** INFORMATION SUPPLIED follows **
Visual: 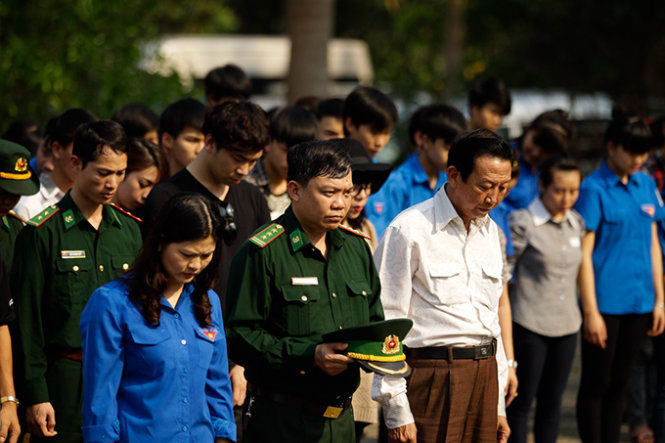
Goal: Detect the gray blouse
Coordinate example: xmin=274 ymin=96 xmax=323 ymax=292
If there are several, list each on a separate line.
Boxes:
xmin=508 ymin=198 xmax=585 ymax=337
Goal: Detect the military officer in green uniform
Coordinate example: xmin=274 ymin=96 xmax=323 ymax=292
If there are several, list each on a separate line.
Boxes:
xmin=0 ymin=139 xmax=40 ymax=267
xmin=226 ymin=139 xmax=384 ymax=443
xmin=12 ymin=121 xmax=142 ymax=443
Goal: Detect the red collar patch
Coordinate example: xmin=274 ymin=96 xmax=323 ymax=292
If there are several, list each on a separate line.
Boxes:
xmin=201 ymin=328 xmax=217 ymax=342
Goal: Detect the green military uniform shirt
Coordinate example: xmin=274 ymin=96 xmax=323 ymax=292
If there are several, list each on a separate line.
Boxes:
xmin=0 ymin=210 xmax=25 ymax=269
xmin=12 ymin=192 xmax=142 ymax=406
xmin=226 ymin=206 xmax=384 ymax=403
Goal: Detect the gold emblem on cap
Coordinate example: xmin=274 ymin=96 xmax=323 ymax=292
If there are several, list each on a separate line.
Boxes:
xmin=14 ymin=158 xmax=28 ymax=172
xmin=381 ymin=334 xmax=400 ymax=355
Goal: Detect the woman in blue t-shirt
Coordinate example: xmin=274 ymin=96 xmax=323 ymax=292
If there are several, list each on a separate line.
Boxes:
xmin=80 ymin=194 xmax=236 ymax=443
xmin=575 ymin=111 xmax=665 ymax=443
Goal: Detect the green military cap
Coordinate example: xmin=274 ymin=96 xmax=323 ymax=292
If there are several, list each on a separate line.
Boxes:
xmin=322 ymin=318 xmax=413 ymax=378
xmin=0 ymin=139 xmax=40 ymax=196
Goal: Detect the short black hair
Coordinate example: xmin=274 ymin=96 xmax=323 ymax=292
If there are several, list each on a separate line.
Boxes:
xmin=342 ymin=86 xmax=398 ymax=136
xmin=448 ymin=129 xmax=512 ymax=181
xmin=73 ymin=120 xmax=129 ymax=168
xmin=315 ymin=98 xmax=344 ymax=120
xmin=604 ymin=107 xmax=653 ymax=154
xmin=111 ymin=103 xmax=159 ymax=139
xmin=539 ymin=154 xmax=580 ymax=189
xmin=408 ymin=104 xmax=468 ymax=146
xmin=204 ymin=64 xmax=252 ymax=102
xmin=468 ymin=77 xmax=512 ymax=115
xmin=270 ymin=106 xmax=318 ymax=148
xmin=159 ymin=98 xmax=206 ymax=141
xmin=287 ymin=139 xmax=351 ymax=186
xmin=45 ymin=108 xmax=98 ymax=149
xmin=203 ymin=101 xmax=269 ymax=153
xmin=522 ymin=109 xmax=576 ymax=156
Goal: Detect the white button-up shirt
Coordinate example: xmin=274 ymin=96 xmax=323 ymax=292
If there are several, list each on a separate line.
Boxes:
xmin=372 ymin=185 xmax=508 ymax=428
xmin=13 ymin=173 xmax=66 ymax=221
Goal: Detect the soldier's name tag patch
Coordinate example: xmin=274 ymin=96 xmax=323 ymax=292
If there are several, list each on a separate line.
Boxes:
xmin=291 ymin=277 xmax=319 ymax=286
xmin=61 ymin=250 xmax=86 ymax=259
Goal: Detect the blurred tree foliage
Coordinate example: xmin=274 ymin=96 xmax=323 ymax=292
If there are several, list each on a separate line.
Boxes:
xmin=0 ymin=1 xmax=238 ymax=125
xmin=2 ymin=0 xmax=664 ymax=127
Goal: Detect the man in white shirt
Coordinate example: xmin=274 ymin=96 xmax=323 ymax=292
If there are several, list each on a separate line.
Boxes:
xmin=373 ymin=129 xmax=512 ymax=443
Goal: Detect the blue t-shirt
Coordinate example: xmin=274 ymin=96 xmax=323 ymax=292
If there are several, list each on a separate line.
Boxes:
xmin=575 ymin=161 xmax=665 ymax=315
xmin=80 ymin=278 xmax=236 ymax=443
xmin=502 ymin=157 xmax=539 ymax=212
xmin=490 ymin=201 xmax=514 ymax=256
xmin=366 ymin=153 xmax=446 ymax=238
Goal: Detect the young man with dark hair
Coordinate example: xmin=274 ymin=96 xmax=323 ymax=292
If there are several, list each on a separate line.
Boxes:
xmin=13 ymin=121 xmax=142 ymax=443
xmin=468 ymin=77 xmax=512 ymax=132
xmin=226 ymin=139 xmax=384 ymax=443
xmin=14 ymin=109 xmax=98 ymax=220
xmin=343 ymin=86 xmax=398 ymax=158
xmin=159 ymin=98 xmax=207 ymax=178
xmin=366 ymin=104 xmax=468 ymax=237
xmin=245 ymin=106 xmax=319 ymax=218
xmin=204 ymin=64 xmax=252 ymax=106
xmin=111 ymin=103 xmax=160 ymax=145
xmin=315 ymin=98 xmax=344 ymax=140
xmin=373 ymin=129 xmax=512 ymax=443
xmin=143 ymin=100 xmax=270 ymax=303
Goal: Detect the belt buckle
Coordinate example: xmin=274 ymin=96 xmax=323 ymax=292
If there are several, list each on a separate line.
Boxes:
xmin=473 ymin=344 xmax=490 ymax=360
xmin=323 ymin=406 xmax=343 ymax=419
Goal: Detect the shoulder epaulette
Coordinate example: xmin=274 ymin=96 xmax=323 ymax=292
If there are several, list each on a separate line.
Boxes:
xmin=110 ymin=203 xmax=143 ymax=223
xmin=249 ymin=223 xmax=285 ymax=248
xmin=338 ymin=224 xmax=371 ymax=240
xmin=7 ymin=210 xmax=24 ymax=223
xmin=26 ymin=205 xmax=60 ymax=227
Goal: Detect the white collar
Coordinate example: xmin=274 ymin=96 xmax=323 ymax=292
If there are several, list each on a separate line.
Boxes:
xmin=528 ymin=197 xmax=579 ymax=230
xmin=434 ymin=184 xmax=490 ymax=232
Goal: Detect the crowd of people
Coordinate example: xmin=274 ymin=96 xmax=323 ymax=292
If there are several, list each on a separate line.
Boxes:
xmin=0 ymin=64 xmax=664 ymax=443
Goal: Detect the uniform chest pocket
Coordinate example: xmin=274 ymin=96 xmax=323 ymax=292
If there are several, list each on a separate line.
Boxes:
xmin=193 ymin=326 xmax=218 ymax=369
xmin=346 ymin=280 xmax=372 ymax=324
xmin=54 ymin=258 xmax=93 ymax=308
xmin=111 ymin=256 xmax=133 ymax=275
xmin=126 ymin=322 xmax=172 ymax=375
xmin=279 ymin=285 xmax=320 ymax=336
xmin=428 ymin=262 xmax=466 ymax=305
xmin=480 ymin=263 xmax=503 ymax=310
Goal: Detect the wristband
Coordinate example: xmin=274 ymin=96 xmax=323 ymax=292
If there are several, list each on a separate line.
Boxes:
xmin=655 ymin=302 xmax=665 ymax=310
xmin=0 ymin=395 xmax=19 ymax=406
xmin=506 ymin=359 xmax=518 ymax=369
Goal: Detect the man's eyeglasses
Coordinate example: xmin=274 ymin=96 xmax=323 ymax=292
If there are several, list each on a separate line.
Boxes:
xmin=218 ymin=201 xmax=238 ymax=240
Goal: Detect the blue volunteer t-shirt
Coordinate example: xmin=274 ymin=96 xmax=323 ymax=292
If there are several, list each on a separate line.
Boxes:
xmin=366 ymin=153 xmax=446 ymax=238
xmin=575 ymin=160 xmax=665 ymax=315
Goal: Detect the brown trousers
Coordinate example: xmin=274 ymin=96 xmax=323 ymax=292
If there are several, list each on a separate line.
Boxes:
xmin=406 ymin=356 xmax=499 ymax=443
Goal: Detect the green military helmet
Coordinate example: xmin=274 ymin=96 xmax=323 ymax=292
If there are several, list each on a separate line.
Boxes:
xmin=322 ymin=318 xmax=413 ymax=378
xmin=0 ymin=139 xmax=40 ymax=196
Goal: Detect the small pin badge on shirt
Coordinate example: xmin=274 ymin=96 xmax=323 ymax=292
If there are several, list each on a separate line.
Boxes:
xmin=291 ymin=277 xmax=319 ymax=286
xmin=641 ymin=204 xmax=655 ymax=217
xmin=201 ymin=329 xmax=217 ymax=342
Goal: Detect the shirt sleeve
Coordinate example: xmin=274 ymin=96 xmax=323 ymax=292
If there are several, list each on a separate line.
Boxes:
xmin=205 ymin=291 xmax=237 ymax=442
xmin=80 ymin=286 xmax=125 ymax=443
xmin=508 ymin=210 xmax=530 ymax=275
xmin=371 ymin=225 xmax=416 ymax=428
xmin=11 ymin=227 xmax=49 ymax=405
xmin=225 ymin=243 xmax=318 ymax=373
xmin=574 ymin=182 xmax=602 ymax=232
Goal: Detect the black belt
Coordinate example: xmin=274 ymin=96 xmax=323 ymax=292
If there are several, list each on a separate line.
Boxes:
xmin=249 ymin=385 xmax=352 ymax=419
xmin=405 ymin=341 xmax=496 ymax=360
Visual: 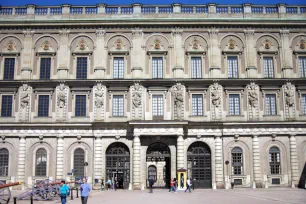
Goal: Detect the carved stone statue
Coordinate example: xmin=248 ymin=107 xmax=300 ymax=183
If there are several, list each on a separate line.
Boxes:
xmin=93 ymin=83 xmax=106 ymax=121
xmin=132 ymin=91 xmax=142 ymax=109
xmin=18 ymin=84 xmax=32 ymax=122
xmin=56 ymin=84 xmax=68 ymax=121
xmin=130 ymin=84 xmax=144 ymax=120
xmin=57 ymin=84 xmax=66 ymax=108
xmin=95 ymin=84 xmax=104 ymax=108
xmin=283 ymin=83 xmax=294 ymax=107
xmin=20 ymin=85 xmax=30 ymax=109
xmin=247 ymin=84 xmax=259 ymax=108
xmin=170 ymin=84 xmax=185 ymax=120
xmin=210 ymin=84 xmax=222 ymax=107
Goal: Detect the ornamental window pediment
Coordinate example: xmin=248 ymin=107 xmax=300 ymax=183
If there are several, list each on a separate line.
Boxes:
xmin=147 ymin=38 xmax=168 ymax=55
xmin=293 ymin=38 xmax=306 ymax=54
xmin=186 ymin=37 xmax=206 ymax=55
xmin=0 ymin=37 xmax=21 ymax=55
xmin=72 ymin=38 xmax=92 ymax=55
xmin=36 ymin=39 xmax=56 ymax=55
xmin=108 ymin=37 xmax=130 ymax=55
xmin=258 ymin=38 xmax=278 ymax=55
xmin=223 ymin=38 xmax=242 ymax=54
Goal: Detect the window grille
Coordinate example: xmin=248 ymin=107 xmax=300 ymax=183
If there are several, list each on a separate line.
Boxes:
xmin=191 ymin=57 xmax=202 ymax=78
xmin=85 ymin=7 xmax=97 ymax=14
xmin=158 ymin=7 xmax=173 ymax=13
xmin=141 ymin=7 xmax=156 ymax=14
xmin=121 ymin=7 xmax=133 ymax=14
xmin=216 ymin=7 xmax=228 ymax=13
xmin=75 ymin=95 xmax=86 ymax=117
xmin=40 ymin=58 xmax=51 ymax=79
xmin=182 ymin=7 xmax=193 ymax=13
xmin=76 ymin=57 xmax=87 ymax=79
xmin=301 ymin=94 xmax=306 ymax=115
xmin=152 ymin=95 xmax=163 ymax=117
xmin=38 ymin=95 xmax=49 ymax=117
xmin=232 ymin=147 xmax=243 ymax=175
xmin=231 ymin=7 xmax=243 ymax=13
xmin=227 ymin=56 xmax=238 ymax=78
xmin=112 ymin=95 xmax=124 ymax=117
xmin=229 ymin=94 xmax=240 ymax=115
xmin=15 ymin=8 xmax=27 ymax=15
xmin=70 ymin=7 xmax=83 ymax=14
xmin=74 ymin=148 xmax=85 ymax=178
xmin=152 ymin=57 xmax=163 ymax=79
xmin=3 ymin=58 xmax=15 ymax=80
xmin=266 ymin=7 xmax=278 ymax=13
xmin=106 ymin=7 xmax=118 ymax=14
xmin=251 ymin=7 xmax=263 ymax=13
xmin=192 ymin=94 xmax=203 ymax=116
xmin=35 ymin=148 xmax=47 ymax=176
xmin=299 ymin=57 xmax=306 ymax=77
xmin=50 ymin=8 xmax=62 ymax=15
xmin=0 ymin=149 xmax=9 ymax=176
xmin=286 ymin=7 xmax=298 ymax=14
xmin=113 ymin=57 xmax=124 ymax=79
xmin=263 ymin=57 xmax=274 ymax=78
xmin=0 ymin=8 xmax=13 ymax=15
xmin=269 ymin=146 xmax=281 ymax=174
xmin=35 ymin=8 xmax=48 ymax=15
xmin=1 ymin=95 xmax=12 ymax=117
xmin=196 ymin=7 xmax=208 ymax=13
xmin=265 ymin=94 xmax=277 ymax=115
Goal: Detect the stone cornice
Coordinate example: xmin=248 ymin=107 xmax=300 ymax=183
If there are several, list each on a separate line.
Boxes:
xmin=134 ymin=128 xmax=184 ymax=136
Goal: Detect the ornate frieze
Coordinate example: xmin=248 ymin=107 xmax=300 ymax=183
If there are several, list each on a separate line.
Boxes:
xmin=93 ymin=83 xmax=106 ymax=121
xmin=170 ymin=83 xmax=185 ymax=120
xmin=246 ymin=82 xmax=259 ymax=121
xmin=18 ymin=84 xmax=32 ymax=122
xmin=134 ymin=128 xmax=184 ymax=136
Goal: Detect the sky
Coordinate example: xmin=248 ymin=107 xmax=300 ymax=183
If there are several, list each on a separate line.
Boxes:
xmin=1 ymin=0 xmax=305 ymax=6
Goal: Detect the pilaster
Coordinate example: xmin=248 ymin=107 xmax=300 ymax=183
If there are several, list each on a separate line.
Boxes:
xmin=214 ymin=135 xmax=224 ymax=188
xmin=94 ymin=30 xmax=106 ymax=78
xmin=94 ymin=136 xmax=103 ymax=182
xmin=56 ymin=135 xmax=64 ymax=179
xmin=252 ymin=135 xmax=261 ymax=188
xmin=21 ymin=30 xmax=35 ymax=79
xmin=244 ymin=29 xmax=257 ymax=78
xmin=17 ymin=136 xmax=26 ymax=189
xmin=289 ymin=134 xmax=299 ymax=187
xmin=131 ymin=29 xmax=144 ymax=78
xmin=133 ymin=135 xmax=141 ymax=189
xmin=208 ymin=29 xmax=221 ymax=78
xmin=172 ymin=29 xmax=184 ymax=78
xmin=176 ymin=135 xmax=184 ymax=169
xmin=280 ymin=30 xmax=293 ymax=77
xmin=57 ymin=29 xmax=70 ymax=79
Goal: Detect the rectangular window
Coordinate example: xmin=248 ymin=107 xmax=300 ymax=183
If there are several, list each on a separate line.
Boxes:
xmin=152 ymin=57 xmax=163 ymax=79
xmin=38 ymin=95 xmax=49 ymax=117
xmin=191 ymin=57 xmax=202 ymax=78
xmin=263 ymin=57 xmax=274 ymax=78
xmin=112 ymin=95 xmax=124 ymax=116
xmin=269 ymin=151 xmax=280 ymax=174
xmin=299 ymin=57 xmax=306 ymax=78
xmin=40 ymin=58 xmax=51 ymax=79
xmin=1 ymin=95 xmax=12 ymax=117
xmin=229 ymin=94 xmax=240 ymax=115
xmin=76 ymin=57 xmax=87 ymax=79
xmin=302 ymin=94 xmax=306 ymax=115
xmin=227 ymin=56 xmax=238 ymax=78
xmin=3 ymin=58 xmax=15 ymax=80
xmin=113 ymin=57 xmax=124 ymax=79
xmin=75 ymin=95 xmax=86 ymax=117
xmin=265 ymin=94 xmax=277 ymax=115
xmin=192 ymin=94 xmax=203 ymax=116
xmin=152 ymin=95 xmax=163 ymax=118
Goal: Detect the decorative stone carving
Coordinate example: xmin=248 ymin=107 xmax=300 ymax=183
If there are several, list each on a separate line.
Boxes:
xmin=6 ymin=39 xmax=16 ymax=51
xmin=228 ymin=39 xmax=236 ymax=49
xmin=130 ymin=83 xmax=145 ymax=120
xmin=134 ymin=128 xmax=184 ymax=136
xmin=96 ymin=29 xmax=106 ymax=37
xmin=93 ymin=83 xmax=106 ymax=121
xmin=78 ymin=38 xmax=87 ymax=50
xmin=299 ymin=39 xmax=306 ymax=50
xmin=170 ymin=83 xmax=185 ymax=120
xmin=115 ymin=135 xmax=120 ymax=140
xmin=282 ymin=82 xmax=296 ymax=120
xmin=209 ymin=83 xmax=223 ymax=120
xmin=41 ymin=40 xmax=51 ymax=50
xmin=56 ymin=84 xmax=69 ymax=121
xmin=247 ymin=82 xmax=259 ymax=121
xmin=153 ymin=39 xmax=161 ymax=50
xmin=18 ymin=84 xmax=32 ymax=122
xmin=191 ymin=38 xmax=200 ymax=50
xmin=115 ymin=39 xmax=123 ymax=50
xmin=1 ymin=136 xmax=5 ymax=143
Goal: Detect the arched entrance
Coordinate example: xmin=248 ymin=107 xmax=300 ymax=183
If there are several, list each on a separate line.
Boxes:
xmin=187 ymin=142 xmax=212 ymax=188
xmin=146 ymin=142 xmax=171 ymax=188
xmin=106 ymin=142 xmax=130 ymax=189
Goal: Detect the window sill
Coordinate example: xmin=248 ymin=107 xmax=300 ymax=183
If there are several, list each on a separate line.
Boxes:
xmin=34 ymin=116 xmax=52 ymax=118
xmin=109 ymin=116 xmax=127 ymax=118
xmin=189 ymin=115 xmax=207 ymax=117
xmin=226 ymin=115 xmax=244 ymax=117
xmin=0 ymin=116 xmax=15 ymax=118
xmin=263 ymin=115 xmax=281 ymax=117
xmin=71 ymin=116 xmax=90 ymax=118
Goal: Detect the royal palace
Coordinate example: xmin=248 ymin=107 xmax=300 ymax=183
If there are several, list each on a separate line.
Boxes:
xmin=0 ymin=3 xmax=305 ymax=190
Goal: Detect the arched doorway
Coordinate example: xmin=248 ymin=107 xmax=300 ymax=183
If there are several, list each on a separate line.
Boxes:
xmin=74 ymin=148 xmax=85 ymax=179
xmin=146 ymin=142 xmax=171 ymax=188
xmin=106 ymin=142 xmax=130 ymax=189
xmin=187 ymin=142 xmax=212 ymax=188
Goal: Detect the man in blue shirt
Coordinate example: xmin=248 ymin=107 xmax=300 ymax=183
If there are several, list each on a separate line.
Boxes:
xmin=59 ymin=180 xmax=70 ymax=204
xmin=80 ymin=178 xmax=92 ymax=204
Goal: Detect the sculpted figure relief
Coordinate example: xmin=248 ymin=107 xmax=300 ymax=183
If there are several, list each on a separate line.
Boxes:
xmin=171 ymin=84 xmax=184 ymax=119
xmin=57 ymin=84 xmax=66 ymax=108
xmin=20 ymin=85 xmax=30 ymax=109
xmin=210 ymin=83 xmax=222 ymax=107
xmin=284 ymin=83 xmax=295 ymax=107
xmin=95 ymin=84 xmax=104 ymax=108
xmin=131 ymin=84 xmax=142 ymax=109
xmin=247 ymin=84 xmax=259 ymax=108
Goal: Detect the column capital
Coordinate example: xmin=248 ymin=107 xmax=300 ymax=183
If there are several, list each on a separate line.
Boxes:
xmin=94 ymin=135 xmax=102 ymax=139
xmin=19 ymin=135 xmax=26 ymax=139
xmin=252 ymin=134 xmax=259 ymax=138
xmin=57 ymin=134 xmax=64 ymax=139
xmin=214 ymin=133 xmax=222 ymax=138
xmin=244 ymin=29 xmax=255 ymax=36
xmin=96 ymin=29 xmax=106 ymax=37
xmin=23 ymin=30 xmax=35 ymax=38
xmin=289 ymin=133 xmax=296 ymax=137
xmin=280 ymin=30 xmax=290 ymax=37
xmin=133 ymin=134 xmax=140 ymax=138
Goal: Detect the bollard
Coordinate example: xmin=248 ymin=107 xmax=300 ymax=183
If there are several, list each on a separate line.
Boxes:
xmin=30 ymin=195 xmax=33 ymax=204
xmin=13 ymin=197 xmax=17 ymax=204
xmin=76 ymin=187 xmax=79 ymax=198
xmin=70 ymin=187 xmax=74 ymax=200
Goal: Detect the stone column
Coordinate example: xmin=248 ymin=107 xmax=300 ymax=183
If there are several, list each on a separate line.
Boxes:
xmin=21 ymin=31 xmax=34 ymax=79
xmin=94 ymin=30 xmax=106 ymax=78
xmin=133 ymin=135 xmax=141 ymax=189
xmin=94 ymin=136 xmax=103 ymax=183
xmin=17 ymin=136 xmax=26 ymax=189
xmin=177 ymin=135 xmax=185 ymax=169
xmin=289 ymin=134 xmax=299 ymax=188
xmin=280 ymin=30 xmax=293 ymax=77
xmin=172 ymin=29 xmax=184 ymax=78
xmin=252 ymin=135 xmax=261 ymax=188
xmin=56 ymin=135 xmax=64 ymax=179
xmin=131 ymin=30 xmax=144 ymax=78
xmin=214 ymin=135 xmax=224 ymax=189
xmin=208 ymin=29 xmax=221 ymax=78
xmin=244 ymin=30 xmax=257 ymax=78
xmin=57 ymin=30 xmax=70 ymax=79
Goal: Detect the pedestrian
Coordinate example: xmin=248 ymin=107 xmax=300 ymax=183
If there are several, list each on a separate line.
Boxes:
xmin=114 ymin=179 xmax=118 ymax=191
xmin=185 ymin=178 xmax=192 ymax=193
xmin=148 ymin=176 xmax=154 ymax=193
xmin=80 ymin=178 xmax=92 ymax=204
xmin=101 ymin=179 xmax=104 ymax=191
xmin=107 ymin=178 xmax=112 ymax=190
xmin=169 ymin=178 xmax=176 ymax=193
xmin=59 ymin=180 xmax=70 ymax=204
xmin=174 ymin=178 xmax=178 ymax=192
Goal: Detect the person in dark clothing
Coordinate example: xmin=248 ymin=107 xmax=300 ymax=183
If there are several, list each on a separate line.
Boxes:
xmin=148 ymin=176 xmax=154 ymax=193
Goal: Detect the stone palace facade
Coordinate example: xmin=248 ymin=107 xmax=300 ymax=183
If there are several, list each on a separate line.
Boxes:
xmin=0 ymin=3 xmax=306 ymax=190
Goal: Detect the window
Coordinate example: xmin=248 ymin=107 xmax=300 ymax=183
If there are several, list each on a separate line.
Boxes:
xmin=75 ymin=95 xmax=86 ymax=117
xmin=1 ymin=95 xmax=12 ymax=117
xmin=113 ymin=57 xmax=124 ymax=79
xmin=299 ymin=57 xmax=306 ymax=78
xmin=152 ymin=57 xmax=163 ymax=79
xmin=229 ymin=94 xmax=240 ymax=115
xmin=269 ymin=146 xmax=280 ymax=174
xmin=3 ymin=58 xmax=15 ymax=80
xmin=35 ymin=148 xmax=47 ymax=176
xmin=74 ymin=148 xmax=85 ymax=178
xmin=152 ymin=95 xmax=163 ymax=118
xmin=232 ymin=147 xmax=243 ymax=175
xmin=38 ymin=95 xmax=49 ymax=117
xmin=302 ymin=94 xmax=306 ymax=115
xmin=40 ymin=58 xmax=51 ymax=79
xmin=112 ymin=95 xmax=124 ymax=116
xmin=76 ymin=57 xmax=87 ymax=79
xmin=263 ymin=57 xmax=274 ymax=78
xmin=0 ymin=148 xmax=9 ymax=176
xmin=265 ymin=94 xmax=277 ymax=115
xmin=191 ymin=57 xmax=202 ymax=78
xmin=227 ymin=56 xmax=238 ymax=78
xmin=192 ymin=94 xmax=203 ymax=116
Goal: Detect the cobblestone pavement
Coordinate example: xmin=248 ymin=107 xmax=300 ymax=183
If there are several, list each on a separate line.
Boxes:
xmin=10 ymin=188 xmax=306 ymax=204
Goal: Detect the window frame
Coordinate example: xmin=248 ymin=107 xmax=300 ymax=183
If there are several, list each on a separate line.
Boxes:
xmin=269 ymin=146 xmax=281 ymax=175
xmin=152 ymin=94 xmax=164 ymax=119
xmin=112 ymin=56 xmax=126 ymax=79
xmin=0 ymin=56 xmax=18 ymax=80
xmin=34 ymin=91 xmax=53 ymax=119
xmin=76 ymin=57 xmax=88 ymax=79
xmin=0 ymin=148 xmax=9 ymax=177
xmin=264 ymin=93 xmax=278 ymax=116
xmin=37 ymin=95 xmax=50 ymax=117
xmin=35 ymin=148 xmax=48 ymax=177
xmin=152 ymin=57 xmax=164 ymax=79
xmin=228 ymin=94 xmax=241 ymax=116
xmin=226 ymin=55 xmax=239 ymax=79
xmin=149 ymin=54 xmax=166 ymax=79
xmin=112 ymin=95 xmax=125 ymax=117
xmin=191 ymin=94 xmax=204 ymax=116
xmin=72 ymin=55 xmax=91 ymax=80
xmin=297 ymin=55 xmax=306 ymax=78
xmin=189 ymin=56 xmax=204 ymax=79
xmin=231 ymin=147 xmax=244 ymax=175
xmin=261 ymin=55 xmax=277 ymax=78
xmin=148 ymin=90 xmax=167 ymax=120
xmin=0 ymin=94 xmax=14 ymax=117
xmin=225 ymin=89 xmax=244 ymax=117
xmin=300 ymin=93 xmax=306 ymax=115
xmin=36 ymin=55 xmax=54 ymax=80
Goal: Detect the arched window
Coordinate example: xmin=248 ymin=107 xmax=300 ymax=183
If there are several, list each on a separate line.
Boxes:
** End of INFORMATION SUPPLIED **
# WORK REQUEST:
In the data above, find the line that contains "Goal: Detect the white button-up shirt" and the line that contains "Goal: Detect the soldier's name tag patch". Repeat exactly those lines and every line between them, and only those.

# TASK ANSWER:
Goal: Detect the white button-up shirt
Coordinate example: xmin=274 ymin=96 xmax=323 ymax=292
If there are several, list each on a separate line.
Boxes:
xmin=372 ymin=185 xmax=508 ymax=428
xmin=13 ymin=173 xmax=66 ymax=221
Goal: Detect the soldier's name tag patch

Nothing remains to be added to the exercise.